* **Текст документа**
+-------+

- Терпеть не могу его сентиментальничанья, — сказал Пабло. — Это для продавщиц. Когда он начинает касаться сердечных струн, то может произвести впечатление на Шагалла, но я не могу этого принять. Это попросту скверная литература.

Во-вторых, Пабло отметил тот факт, что произошедшие со временем изменения во внешности Чаплина совершенно преобразили природу его искусства.

- Подлинная трагедия, — сказал он, — представляет собой то, что Чаплин больше не может принять внешность клоуна, так как уже не подтянутый, не молодой, и лицо, мимика у него уже не «маленького человека», а старика. Его облик — это, в сущности, уже не он. Время одержало над ним верх и превратило его в другую личность. Теперь он пропащий человек — обыкновенный актер в поисках собственной индивидуальности, и ему уже не удастся никого рассмешить.

+-------+

* **Цель A**
Скопируйте текст о Чаплине полностью, без единого изменения.
Текст и записи взяты из разных источников.

* **Исходные записи**
+-------+

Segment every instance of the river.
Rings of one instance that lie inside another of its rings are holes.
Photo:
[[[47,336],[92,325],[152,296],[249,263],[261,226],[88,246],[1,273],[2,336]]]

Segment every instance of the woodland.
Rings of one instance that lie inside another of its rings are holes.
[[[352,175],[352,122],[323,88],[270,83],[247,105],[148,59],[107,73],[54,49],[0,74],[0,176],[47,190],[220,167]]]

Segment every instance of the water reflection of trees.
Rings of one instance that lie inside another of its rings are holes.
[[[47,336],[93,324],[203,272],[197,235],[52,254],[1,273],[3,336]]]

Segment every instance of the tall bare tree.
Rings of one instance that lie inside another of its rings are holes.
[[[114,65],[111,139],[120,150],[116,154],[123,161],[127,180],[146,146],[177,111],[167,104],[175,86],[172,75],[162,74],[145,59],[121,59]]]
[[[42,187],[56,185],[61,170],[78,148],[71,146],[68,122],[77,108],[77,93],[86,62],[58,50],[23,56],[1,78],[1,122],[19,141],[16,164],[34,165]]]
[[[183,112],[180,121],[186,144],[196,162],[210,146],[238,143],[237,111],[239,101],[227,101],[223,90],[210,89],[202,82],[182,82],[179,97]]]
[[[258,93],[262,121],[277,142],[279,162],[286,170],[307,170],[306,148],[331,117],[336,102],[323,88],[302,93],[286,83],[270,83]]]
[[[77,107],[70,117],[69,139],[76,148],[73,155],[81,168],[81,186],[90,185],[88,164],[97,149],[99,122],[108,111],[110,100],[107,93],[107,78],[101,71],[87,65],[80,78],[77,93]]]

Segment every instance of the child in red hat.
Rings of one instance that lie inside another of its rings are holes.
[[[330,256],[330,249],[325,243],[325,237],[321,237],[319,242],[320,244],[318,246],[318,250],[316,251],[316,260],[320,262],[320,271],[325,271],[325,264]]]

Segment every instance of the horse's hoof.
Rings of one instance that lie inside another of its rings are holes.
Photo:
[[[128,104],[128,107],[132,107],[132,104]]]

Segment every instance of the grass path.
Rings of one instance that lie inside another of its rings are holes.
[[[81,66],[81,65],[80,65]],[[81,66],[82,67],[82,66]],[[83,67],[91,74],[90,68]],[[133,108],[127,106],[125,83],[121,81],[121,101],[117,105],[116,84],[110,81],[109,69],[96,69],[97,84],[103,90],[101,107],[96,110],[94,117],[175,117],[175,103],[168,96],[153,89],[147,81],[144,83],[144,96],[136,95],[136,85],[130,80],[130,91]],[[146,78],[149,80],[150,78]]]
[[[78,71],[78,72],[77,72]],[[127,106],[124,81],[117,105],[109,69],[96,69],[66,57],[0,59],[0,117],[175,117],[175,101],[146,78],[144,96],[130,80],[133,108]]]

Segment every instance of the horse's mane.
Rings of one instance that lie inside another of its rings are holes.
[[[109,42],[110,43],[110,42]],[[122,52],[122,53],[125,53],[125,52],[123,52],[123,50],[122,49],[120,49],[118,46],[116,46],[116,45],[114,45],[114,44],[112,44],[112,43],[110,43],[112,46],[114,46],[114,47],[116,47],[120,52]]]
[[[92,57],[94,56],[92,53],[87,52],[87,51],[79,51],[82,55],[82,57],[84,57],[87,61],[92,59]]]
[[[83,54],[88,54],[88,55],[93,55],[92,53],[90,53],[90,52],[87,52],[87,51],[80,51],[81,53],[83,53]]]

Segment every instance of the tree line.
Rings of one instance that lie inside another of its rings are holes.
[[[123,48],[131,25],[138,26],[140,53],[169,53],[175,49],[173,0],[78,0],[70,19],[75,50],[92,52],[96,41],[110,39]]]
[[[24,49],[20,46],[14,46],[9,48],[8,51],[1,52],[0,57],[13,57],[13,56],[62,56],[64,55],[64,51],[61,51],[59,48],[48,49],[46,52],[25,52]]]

+-------+

* **Цель B**
Превратите в CSV с двумя столбцами, «формулировка» и «ответ», только записи, начиная со строки, содержащей «Segment every instance of the woodland.», и заканчивая строкой, содержащей «[[[128,104],[128,107],[132,107],[132,104]]]», включая обе. Каждой записи отведите одну строку, каждое значение дайте одним полем в кавычках, а переносы строк замените пробелами.

* **Решение задания A**
- Терпеть не могу его сентиментальничанья, — сказал Пабло. — Это для продавщиц. Когда он начинает касаться сердечных струн, то может произвести впечатление на Шагалла, но я не могу этого принять. Это попросту скверная литература.

Во-вторых, Пабло отметил тот факт, что произошедшие со временем изменения во внешности Чаплина совершенно преобразили природу его искусства.

- Подлинная трагедия, — сказал он, — представляет собой то, что Чаплин больше не может принять внешность клоуна, так как уже не подтянутый, не молодой, и лицо, мимика у него уже не «маленького человека», а старика. Его облик — это, в сущности, уже не он. Время одержало над ним верх и превратило его в другую личность. Теперь он пропащий человек — обыкновенный актер в поисках собственной индивидуальности, и ему уже не удастся никого рассмешить.

* **Решение задания B**
формулировка,ответ
"Segment every instance of the woodland. Rings of one instance that lie inside another of its rings are holes.","[[[352,175],[352,122],[323,88],[270,83],[247,105],[148,59],[107,73],[54,49],[0,74],[0,176],[47,190],[220,167]]]"
"Segment every instance of the water reflection of trees. Rings of one instance that lie inside another of its rings are holes.","[[[47,336],[93,324],[203,272],[197,235],[52,254],[1,273],[3,336]]]"
"Segment every instance of the tall bare tree. Rings of one instance that lie inside another of its rings are holes.","[[[114,65],[111,139],[120,150],[116,154],[123,161],[127,180],[146,146],[177,111],[167,104],[175,86],[172,75],[162,74],[145,59],[121,59]]] [[[42,187],[56,185],[61,170],[78,148],[71,146],[68,122],[77,108],[77,93],[86,62],[58,50],[23,56],[1,78],[1,122],[19,141],[16,164],[34,165]]] [[[183,112],[180,121],[186,144],[196,162],[210,146],[238,143],[237,111],[239,101],[227,101],[223,90],[210,89],[202,82],[182,82],[179,97]]] [[[258,93],[262,121],[277,142],[279,162],[286,170],[307,170],[306,148],[331,117],[336,102],[323,88],[302,93],[286,83],[270,83]]] [[[77,107],[70,117],[69,139],[76,148],[73,155],[81,168],[81,186],[90,185],[88,164],[97,149],[99,122],[108,111],[110,100],[107,93],[107,78],[101,71],[87,65],[80,78],[77,93]]]"
"Segment every instance of the child in red hat. Rings of one instance that lie inside another of its rings are holes.","[[[330,256],[330,249],[325,243],[325,237],[321,237],[319,242],[320,244],[318,246],[318,250],[316,251],[316,260],[320,262],[320,271],[325,271],[325,264]]]"
"Segment every instance of the horse's hoof. Rings of one instance that lie inside another of its rings are holes. Photo:","[[[128,104],[128,107],[132,107],[132,104]]]"